(Beginning of PROVIDED PASSAGE)

Danielle Ewen, Center for Law and Social Policy
The ARRA does not change the uses of funds for CCDBG and so compensation initiatives are an allowable use of the CCDBG quality dollars under the ARRA. One of the primary purposes of the ARRA is to create and maintain jobs. Compensation initiatives are related to retaining staff who gain additional education thereby improving jobs and improving services for children.
Adele Robinson, National Association for the Education of Young Children
Discretionary CCDF funds made available under ARRA must supplement not supplant state general revenue funds for child care assistance. The deadline that determines whether states are supplanting funds is the date of ARRA enactment, February 17, 2009. If a state reduced the amount of general revenue funds for child care assistance after this date, use of additional federal funds will be considered supplantation. This does not include situations where states that reduced funds prior to ARRA enactment but implemented these changes after enactment - this does not violate the non-supplantation requirement. More guidance on CCDF is available on the Health and Human Services website.

(End of PROVIDED PASSAGE)
(Beginning of DATA UNDER STUDY)

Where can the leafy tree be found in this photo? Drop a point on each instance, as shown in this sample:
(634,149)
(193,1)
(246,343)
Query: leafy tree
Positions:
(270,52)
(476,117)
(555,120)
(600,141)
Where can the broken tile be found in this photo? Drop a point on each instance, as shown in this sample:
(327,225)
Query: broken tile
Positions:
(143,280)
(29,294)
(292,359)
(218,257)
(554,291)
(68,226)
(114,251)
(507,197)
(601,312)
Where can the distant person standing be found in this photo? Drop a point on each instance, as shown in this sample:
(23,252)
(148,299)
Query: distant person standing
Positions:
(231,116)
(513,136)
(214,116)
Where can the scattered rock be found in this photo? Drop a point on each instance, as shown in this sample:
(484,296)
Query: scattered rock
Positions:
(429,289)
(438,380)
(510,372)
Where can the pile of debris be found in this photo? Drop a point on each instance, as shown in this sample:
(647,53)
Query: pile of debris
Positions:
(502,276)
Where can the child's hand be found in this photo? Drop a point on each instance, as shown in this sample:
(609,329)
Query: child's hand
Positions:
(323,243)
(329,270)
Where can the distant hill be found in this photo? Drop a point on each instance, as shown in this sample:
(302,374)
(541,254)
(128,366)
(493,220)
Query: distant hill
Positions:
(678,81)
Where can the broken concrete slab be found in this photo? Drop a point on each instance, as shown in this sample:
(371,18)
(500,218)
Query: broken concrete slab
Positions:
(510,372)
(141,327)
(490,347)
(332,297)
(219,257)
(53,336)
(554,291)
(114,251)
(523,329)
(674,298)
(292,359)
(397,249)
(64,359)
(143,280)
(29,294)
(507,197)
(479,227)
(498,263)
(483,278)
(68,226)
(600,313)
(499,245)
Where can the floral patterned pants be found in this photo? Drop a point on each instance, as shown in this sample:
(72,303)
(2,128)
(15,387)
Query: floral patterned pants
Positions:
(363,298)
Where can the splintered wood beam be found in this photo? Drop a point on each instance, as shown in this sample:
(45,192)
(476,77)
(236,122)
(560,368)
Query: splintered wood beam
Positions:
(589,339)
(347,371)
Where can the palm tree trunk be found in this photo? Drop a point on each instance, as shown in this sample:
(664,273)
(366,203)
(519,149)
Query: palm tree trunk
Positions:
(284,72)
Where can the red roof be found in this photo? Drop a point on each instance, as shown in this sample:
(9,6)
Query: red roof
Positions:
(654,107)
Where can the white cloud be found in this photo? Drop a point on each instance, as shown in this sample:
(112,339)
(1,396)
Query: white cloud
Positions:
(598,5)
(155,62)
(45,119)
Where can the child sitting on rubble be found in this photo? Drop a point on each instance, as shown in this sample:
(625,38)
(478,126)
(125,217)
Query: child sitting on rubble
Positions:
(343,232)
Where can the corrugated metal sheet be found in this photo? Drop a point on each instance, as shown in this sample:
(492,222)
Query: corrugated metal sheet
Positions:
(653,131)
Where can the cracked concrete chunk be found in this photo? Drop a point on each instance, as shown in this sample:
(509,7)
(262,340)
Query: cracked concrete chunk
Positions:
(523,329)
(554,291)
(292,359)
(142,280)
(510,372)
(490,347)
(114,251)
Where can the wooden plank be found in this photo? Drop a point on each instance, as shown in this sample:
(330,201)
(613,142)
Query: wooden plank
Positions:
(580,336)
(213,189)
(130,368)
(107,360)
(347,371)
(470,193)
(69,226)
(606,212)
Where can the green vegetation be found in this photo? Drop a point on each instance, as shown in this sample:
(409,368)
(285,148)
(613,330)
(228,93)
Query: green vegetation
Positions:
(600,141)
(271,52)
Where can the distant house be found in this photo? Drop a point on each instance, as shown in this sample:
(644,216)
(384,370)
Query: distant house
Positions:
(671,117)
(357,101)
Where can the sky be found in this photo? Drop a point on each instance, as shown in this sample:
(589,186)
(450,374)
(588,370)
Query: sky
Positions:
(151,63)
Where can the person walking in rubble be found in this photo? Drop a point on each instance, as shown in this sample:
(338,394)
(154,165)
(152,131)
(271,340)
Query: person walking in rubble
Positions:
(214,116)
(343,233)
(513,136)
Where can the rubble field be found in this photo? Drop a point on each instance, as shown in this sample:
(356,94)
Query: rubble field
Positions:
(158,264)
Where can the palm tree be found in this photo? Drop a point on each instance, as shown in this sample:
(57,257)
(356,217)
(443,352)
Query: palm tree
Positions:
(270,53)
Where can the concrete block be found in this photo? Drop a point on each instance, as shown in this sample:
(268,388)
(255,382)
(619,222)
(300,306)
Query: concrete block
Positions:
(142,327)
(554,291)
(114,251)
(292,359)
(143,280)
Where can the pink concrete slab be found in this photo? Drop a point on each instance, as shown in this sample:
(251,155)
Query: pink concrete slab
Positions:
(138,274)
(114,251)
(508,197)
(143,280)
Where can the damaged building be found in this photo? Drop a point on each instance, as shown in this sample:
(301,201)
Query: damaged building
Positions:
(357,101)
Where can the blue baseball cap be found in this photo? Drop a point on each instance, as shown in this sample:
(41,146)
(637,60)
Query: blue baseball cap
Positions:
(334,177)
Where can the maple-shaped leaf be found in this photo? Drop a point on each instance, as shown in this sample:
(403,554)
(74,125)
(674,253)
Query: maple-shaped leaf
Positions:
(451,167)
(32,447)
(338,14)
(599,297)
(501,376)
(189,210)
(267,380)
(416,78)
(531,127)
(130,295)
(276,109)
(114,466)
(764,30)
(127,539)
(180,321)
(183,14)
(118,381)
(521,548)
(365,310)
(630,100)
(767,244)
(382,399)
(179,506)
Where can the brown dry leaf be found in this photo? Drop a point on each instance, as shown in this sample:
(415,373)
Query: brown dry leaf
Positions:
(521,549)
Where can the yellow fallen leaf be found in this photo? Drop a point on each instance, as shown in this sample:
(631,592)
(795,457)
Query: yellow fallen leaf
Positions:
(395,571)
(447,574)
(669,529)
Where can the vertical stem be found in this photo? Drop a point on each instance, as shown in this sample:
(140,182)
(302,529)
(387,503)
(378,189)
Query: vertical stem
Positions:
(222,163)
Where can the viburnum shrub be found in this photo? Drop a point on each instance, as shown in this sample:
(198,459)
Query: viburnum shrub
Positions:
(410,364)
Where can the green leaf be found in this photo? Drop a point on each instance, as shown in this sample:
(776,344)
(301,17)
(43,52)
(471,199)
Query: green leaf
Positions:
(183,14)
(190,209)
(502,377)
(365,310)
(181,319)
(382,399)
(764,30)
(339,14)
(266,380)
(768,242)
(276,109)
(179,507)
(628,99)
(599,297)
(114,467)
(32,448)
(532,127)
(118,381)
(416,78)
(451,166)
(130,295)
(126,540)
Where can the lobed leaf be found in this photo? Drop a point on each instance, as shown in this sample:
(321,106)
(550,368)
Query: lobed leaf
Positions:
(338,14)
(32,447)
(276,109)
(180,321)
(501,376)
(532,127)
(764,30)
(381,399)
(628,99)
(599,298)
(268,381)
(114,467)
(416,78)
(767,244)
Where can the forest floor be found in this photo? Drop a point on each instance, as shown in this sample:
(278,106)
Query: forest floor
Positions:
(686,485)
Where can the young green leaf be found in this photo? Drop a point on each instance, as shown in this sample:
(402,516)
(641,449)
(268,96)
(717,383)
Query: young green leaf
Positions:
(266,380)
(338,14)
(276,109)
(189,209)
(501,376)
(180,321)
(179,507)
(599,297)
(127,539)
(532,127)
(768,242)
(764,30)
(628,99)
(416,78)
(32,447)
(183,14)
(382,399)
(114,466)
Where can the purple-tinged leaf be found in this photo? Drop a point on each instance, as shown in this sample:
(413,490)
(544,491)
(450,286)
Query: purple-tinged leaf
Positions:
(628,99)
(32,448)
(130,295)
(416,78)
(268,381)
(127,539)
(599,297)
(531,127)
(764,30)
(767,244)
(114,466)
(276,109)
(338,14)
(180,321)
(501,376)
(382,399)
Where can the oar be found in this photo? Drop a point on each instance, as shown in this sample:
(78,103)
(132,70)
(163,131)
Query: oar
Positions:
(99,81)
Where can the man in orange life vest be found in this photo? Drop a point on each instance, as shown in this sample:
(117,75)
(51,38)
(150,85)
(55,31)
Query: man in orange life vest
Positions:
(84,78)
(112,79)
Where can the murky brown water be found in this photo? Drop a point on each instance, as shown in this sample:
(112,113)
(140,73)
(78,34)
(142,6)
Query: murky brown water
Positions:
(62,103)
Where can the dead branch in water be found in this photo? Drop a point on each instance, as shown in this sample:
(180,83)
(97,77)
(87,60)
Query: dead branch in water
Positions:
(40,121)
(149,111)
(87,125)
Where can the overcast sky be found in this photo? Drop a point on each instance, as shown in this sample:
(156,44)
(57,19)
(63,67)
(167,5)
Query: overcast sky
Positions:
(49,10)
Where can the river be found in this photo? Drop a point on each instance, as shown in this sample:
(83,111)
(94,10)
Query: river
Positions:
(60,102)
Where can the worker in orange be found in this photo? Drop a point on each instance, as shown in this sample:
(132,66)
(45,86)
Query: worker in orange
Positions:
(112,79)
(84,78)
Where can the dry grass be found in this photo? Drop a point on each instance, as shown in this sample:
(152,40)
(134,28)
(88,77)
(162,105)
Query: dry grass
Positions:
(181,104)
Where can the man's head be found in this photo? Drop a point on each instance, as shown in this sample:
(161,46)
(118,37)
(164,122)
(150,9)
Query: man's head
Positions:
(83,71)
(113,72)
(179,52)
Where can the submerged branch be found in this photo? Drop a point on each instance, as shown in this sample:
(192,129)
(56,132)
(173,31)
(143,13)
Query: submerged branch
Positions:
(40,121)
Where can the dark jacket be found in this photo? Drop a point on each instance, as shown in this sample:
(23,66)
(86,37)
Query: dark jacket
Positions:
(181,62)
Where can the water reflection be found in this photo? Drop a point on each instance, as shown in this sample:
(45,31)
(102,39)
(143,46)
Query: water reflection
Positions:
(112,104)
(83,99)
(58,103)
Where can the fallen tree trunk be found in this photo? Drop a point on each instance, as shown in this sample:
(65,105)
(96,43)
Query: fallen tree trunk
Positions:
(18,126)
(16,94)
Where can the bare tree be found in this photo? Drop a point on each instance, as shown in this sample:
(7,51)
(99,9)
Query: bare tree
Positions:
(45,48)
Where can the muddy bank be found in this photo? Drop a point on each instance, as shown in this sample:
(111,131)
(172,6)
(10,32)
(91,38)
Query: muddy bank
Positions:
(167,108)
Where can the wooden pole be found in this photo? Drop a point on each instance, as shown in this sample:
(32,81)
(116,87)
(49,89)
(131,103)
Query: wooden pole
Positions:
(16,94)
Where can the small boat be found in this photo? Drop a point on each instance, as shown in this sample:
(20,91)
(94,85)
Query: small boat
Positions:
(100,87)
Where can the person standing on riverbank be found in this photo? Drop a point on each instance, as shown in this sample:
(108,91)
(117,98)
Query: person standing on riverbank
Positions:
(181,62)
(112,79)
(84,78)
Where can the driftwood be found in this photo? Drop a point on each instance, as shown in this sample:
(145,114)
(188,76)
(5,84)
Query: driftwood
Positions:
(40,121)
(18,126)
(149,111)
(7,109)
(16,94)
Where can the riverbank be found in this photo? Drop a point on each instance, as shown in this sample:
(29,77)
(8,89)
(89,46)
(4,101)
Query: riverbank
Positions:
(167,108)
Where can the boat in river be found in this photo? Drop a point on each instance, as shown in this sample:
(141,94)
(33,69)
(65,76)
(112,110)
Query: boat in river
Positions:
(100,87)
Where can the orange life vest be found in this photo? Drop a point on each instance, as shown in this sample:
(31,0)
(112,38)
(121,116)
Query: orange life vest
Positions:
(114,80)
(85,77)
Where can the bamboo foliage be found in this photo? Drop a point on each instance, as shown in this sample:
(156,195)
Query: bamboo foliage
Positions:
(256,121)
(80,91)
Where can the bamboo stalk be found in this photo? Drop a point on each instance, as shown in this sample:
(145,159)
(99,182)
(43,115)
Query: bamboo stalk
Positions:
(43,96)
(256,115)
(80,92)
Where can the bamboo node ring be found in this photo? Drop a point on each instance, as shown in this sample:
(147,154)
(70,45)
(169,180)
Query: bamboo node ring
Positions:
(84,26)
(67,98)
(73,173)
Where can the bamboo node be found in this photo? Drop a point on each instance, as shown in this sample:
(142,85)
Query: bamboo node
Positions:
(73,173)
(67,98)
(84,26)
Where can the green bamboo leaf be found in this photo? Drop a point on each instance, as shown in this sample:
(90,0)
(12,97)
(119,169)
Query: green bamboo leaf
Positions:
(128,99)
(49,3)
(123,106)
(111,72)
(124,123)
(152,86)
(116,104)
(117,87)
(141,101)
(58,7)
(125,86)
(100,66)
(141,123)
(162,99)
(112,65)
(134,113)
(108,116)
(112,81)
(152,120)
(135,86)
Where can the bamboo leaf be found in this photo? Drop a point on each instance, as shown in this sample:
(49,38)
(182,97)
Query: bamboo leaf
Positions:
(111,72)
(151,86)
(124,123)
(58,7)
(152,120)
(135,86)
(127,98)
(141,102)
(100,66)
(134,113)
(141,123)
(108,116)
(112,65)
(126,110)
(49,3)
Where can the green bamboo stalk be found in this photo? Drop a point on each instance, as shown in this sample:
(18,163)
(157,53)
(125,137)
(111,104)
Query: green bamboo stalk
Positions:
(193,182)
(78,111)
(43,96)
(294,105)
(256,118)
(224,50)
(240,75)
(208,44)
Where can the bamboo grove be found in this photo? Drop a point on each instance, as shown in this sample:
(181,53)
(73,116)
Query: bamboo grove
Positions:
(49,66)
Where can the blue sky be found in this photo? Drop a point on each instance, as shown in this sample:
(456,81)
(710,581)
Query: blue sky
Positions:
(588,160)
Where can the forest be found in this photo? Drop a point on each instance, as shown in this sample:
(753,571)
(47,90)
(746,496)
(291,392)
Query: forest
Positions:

(End of DATA UNDER STUDY)

◆ **COMPLETE THE FOLLOWING**:
- 1) In the passage on ARRA child care funding, what date determines whether a state is supplanting funds?
- 2) Extend the passage on ARRA child care funding by writing what comes after its final sentence.

◆ **TASK-BY-TASK ANSWERS**:
- 1) February 17, 2009, the date of ARRA enactment.

- 2)
Jennifer Stedron, National Conference of State Legislatures
A: The ARRA includes $255 million for quality improvement as part of the $2 billion allocation, of which $93.6 million are targeted for activities to improve the quality of care for infants and toddlers. This is in addition to the normal quality set-aside requirement in CCDBG that applies to expenditures—that is, states must spend a minimum of 4 percent of aggregate expenditures in the child care subsidy program on quality. This 4 percent minimum requirement also applies to the ARRA funds. So, if a state spends $100 for the subsidy program, and that $100 includes regular FY 09 discretionary funds, ARRA funds, mandatory funds and state match funds, the state must spend a minimum of $4 on quality activities and some portion of the $255 targeted for quality.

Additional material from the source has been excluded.